┌─ RECORD LIST

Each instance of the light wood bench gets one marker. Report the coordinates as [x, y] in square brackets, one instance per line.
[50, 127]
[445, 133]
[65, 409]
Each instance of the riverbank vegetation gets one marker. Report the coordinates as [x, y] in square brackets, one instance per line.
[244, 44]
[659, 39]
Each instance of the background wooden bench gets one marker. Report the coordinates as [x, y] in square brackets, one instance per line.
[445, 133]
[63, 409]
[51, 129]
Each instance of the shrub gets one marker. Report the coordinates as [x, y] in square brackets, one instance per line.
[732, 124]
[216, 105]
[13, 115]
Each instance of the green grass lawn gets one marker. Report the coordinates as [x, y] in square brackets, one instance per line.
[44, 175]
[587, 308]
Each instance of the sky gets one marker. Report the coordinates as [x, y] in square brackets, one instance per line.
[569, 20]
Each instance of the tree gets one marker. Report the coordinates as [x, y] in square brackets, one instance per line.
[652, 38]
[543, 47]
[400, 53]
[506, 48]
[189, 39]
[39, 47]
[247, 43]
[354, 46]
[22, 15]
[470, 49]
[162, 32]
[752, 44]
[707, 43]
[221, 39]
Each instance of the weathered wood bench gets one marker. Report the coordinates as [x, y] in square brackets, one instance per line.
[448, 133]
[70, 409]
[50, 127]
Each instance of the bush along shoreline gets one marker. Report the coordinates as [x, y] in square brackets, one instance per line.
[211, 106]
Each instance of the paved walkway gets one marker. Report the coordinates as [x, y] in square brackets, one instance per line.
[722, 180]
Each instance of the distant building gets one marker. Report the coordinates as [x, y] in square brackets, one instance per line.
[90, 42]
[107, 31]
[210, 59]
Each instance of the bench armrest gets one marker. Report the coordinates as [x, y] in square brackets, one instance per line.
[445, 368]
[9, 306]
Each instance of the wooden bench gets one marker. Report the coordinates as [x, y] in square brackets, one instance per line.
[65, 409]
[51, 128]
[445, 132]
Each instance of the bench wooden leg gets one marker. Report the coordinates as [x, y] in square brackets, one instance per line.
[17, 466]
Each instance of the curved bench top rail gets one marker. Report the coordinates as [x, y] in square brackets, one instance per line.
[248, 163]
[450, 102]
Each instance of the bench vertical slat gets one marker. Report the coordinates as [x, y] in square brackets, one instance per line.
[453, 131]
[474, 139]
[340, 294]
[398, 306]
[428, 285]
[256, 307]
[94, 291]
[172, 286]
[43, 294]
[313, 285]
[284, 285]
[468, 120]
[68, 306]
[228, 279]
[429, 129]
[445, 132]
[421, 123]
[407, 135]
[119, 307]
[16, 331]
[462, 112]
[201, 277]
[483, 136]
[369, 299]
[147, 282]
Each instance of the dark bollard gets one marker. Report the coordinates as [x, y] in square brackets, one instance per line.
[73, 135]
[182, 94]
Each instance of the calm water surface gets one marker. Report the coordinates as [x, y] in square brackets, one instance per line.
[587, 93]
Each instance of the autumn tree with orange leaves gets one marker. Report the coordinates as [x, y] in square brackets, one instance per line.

└─

▶ YOUR GOAL:
All the data must be duplicated exactly, with nothing added or removed.

▶ ANSWER TO THE TASK:
Each instance of the light wood bench gets one marker. Report the coordinates as [x, y] in square brackets, one instance per line.
[50, 127]
[445, 133]
[65, 409]
Each instance of the riverbank vegetation gets one marker. Report the coordinates as [x, y] in square brackets, one instance per line.
[244, 44]
[659, 39]
Each instance of the background wooden bench gets one marker. Report the coordinates as [x, y] in square brackets, one instance per line.
[445, 133]
[63, 409]
[51, 129]
Each instance of the shrub gets one marker. Report the coordinates as [x, y] in square brackets, one instance per line.
[732, 124]
[216, 105]
[13, 115]
Each instance of the green grass lawn gets one marker. Report the coordinates as [x, y] in square brackets, one instance per line.
[44, 175]
[587, 308]
Each instance of the sky gets one marker. Report the coordinates as [x, y] in square brackets, one instance per line.
[569, 20]
Each instance of the tree gets one marker. Report the coordinates as [x, y] in square brackets, one instance per line.
[652, 38]
[543, 47]
[400, 53]
[506, 48]
[189, 39]
[39, 47]
[247, 43]
[354, 46]
[22, 15]
[470, 49]
[162, 32]
[752, 44]
[707, 43]
[221, 39]
Each instance of the weathered wood bench gets one marker. Report the coordinates as [x, y] in square brackets, one instance per line.
[448, 133]
[70, 409]
[50, 127]
Each instance of the bush along shoreline gets one marker. Report the coordinates as [x, y] in square brackets, one instance per line.
[211, 106]
Each instance of the paved walkway gets one marker. Report the coordinates as [x, y] in square brackets, one instance per line.
[722, 180]
Each instance of the distant building gets one marker. Report the coordinates as [x, y] in square brackets, one instance per line.
[90, 42]
[107, 31]
[210, 59]
Each instance of the bench armrest gets one marker. Report the coordinates as [x, y] in square brackets, one instance per line.
[445, 368]
[9, 306]
Each instance of the wooden bench gets one marker. Report the coordinates as [x, y] in square brackets, one instance per line.
[65, 409]
[51, 128]
[445, 132]
Each instance of the bench wooden leg gets one marker. Report the coordinates as [x, y] in square brackets, one instance per line.
[17, 466]
Each instance of the curved bench top rail gets one marker. Report the coordinates as [x, y] in square brackets, one instance per line.
[248, 163]
[450, 102]
Each instance of the bench vertical slat gets one marker. Report the coordinates as [x, y] in square brackets, one instance per line.
[453, 131]
[474, 139]
[340, 294]
[398, 306]
[428, 285]
[256, 307]
[94, 291]
[172, 286]
[43, 294]
[313, 285]
[284, 285]
[468, 120]
[68, 306]
[228, 279]
[429, 129]
[445, 132]
[421, 123]
[407, 135]
[119, 307]
[16, 331]
[462, 112]
[201, 277]
[483, 136]
[369, 299]
[147, 282]
Each instance of the dark bollard gets one marker. Report the coordinates as [x, y] in square brackets, one instance per line.
[73, 135]
[182, 94]
Each instance of the calm water surface gets one marker. Report the coordinates as [x, y] in square brackets, one instance per line.
[587, 93]
Each instance of the autumn tree with orange leaves gets one marker. Report the coordinates as [x, y] in square brackets, one instance per line.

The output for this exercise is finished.